# [INSTRUCTIONS TO FOLLOW]
Once every line holding "wheel" in the listing below has been found, give their number and nothing more.

# [EXTRACTED ENTRIES]
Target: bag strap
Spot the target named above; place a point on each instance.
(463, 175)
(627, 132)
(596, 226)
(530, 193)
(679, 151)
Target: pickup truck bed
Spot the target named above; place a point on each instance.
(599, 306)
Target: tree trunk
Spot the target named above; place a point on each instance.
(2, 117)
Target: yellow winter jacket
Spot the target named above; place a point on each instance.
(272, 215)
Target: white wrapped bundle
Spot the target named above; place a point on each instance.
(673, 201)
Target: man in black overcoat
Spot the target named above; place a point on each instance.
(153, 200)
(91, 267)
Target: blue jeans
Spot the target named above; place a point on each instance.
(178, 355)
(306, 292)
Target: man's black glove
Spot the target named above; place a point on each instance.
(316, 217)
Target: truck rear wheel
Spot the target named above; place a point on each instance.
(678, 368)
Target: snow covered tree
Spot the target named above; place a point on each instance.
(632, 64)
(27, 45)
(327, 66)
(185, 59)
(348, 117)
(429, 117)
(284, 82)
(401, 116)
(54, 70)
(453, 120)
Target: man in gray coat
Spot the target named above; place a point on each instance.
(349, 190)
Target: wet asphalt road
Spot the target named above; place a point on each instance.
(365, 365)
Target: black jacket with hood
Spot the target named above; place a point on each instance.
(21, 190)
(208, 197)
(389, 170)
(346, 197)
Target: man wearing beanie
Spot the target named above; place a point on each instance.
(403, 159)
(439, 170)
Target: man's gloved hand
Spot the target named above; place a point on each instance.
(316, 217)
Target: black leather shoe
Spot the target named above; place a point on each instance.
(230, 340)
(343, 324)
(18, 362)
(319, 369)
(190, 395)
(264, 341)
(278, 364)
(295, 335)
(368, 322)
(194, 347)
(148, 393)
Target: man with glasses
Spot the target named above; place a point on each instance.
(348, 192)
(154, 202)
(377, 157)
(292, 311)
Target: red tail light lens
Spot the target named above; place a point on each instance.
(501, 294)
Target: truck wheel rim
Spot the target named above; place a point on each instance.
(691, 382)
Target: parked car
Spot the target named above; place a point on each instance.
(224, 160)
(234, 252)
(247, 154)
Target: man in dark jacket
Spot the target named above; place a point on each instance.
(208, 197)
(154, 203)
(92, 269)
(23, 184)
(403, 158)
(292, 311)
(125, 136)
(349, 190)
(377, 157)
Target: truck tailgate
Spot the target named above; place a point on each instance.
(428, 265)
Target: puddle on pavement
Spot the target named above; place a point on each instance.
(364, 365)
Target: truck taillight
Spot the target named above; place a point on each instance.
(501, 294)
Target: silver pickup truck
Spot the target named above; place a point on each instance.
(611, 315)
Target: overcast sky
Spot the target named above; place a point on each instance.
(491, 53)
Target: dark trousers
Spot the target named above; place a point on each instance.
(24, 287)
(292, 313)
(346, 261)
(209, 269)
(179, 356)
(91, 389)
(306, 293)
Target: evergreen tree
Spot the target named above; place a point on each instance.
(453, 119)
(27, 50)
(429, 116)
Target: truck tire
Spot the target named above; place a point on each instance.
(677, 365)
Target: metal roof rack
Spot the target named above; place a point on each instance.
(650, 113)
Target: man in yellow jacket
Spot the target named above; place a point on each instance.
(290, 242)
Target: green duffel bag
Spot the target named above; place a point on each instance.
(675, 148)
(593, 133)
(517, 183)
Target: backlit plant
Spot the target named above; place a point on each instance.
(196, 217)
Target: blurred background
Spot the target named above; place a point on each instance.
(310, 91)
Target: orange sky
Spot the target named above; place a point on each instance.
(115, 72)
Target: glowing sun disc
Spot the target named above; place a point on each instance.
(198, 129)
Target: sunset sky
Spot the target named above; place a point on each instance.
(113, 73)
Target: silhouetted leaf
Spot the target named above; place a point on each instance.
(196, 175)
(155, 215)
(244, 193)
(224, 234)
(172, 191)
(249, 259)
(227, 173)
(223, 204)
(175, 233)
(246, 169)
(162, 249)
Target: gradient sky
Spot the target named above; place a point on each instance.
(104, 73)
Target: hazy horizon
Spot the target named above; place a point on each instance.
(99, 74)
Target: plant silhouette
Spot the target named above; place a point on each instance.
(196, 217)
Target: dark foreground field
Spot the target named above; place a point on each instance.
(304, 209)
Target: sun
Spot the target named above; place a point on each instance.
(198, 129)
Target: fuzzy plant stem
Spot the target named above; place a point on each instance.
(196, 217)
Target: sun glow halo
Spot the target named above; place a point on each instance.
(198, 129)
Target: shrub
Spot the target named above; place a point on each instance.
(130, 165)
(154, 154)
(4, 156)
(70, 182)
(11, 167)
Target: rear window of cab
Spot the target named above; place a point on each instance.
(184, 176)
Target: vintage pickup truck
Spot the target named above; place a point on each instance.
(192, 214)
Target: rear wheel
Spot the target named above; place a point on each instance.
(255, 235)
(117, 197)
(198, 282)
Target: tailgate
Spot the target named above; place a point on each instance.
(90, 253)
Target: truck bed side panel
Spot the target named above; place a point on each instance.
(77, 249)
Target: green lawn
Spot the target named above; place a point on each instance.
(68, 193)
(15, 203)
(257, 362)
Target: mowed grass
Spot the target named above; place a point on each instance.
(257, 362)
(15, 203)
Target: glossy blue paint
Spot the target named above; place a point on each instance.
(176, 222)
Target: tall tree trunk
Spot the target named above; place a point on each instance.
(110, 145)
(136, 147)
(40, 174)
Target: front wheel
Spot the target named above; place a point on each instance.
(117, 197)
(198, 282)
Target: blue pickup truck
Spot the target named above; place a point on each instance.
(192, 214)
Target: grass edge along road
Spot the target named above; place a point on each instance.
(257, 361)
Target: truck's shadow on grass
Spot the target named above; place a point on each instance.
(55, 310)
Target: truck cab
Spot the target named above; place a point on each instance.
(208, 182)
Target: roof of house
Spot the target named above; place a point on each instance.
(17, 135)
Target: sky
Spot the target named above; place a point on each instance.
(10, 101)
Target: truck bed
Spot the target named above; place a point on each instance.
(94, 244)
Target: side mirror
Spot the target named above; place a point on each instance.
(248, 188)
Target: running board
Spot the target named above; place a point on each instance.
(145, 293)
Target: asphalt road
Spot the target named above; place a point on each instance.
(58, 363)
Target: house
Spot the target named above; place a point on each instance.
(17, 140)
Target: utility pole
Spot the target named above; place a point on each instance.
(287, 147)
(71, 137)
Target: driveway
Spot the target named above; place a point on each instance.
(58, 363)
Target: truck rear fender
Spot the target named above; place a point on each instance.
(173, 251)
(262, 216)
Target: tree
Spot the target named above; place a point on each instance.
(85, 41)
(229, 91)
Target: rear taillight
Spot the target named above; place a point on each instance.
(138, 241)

# [OUTPUT BELOW]
4